--- EXTRACTED RECORDS ---
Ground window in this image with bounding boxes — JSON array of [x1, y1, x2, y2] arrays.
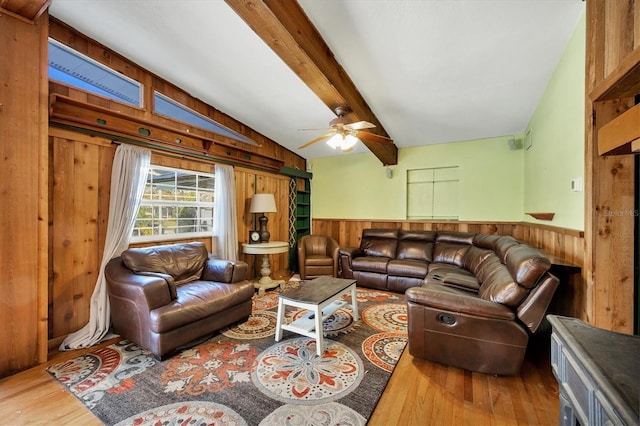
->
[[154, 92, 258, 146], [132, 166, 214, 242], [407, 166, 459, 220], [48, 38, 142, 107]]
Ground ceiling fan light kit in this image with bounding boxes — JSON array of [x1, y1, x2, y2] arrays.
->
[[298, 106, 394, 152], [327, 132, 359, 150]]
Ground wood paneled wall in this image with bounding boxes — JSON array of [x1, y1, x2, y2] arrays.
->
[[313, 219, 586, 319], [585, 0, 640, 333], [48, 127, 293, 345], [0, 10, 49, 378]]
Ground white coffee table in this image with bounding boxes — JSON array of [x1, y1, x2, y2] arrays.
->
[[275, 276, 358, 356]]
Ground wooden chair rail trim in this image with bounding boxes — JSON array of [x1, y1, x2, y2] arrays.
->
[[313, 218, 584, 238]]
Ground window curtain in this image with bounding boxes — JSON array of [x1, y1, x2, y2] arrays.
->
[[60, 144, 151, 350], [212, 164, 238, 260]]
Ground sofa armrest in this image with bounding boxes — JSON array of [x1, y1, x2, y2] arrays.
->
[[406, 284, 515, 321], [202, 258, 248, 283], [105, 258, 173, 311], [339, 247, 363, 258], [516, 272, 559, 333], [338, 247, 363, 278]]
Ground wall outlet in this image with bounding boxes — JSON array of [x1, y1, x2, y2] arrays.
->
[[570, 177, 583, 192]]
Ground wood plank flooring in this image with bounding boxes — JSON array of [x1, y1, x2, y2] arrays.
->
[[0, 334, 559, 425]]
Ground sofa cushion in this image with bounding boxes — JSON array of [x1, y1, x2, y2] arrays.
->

--- ASSIGNED TASK ---
Leaving the pictures aside, transcribe the entire listing exactly.

--- EXERCISE OUTPUT ---
Ground window in this image with bounding boxes — JSON array of [x1, y1, x2, y2] arrays.
->
[[154, 92, 258, 146], [132, 166, 214, 242], [407, 166, 459, 220], [48, 38, 142, 107]]
Ground ceiling fan light kit in this image with bounding boxes — JSON array of [x1, y1, x2, y2] arrays.
->
[[298, 106, 394, 152], [327, 132, 359, 150]]
Ground wood paneled wall in this image with bounding boxes — JSON array of [x1, y1, x2, y2] arrays.
->
[[313, 219, 586, 319], [585, 0, 640, 333], [48, 127, 293, 345], [0, 10, 49, 378]]
Ground white coffee table in this image with bounding boxes — JSON array of [x1, y1, x2, y2] arrays.
->
[[275, 276, 358, 356]]
Ground wooden chair rail trim in this image with bounding boxes — JSON array of [x1, y1, x2, y2] arrays.
->
[[313, 218, 584, 238]]
Ground window curtain in this image with bounding boxes — JSON array of [x1, y1, x2, y2] arrays.
->
[[60, 144, 151, 350], [212, 164, 238, 260]]
Ground sofa armrest in this image with bounding boxes — JSON array of [x1, y1, x2, y2] arrays.
->
[[406, 284, 515, 321], [202, 258, 248, 283], [105, 258, 173, 311], [339, 247, 363, 258], [516, 272, 559, 333], [338, 247, 363, 278]]
Ground wall outlet in this image with bounding boxes — JSON array of [x1, y1, x2, y2] arrays.
->
[[570, 177, 583, 192]]
Ground wood plank flooring in this image with bounding boxes — JSON array of [x1, y1, x2, y2] arrays.
->
[[0, 334, 559, 425]]
Ground sofa cushion in this image with bounding boxes — JSON array of [x1, y1, x2, y2] arrays.
->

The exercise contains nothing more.